* Instructions *
• 1. According to the Nokia homescreen post, which two designers explain how the new homescreen was designed?
• 2. Translate this sentence from the Nokia homescreen post into French: "Click through to watch the full video behind the new Nokia homescreen."
─── Excerpted text
Design
Behind the new Nokia homescreen – video update
By Mike on 14 July 2009
LONDON, England – Last month we had a look behind the new Nokia homescreen, and spoke to the Nokia designers on the frontline of innovating this aspect of our devices. That story struck a chord with many of you, with heaps of great comments flooding in, so we thought we’d follow up with this new video that sees designers Juliana Ferreira and Lee Cooper explain how Nokia went about designing the new homescreen as seen on the N97 and the methods and prototypes they used in their research. Click through to watch the full video behind the new Nokia homescreen.
Related posts:
- Stepping behind the Nokia homescreen
- Exploring the Nokia N97 homescreen – video close-up
- Peek behind the curtain of Nokia’s design studio in London
Tags | homescreen, N97, nokia n97, nseries, prototype, research


























July 14th, 2009 at 7:00 pm
One thing that is beyond my mind – Why is the Contact Bar not on the N97 homescreen?? This was a brilliant idea on the 5800.
──────
─── Information shown
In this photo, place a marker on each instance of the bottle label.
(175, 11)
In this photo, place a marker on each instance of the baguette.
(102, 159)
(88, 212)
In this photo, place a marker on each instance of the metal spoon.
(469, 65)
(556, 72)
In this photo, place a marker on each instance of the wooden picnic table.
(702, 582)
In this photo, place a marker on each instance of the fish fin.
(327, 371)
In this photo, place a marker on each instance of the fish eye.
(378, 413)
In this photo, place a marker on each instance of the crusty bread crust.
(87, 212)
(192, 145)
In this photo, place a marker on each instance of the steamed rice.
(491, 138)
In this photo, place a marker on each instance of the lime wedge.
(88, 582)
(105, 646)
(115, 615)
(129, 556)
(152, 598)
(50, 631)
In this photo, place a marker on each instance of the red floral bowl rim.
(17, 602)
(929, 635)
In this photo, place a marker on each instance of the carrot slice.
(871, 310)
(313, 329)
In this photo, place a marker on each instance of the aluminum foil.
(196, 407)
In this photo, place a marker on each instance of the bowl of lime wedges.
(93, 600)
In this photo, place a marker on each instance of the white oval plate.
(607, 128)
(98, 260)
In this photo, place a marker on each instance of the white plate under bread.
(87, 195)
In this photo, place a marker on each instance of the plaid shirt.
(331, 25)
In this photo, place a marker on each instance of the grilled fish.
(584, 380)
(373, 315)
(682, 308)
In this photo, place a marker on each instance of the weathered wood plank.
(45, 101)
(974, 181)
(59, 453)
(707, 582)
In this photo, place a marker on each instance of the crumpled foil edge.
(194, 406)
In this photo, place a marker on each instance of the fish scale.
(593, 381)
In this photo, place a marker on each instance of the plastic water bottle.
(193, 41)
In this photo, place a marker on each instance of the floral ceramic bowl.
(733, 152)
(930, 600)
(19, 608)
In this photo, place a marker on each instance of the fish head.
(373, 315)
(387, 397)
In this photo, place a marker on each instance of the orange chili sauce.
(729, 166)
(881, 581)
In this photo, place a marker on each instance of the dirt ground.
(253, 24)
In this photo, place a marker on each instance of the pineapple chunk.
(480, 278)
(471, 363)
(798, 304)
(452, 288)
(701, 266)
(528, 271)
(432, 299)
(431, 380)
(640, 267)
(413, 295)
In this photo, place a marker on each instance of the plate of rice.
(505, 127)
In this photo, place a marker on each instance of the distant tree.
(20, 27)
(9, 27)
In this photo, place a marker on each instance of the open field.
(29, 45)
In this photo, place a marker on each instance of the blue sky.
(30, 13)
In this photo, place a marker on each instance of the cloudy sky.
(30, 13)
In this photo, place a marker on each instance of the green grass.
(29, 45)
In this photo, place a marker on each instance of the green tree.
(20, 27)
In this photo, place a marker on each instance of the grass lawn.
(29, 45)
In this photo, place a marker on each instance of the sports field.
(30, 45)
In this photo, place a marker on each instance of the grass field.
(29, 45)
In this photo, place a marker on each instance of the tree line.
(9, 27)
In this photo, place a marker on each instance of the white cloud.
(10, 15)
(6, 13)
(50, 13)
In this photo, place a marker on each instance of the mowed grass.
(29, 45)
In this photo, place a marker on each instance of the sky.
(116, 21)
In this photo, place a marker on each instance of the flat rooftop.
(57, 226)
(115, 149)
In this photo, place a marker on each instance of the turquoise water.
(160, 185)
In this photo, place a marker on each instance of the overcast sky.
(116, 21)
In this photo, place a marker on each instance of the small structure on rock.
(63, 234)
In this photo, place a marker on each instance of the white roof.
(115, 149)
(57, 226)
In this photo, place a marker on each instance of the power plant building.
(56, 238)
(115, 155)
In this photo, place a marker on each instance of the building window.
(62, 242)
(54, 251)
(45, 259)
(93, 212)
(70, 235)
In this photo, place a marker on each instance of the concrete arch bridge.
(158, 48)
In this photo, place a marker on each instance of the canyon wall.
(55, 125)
──────
* Answers to each task *
• 1. Juliana Ferreira and Lee Cooper.

• 2. Cliquez pour regarder la vidéo complète sur les coulisses du nouvel écran d'accueil de Nokia.